Excerpts from a detection dataset:

--- Begin ---

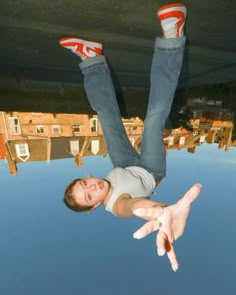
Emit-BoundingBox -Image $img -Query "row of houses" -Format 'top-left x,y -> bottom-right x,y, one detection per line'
0,99 -> 236,175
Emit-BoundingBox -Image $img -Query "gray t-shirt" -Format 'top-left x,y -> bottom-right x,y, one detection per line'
105,166 -> 156,215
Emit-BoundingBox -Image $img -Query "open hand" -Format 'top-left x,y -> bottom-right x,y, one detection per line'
133,183 -> 202,271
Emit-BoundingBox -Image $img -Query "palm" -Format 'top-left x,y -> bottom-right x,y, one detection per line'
134,184 -> 201,271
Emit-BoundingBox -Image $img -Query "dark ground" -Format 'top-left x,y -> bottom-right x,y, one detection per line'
0,0 -> 236,115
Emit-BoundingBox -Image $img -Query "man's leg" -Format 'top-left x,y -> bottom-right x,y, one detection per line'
141,6 -> 186,183
59,37 -> 140,167
80,55 -> 139,167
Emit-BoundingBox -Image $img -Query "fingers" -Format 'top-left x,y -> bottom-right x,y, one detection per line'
167,244 -> 179,272
157,231 -> 179,271
133,220 -> 159,239
181,183 -> 202,206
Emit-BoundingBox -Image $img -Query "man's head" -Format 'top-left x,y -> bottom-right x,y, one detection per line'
64,177 -> 110,212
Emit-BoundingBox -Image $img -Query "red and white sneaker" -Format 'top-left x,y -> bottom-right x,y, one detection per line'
157,3 -> 187,38
59,37 -> 102,60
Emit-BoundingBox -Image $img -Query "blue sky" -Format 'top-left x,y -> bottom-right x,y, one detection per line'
0,145 -> 236,295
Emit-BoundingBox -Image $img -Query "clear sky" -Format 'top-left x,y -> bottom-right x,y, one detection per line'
0,144 -> 236,295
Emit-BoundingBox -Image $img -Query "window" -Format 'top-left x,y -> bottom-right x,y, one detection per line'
70,140 -> 79,156
36,125 -> 45,134
179,136 -> 185,145
91,139 -> 99,155
168,136 -> 175,146
8,117 -> 21,134
129,138 -> 134,146
72,125 -> 80,132
15,143 -> 29,157
52,125 -> 60,134
90,118 -> 98,132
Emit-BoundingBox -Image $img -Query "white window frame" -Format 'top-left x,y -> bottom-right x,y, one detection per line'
52,125 -> 61,134
70,140 -> 79,156
15,143 -> 29,157
72,125 -> 81,132
90,118 -> 98,132
91,139 -> 100,155
8,117 -> 21,134
36,125 -> 45,134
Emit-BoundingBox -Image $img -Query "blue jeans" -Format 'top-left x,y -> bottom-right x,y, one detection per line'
80,37 -> 185,183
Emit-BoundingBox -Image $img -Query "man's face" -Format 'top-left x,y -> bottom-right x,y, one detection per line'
73,177 -> 110,206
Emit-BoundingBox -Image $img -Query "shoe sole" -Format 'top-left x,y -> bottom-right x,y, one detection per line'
59,37 -> 102,49
157,3 -> 187,16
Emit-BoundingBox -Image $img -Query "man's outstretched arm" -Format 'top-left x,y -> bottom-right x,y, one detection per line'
133,184 -> 202,271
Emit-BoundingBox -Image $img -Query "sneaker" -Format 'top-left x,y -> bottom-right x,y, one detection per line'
157,3 -> 187,38
59,37 -> 102,60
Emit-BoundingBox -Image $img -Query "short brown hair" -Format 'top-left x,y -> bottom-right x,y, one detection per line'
64,178 -> 93,212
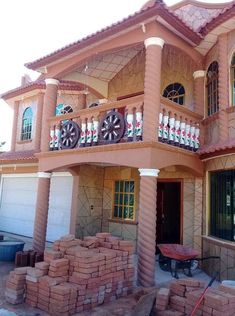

--- End ---

*What to do*
Pick out each row above that contains the word "blue" and copy those rows. Uppercase and lowercase must match.

*Worked answer*
Emit-BoundingBox -Image $img -Query "blue sky" -Format 'top-left x,y -> bottom-right x,y, one detection per line'
Emit-BoundingBox -Image $img -Query "blue jeans" -Format 'top-left x,y -> bottom-right x,y, one detection per line'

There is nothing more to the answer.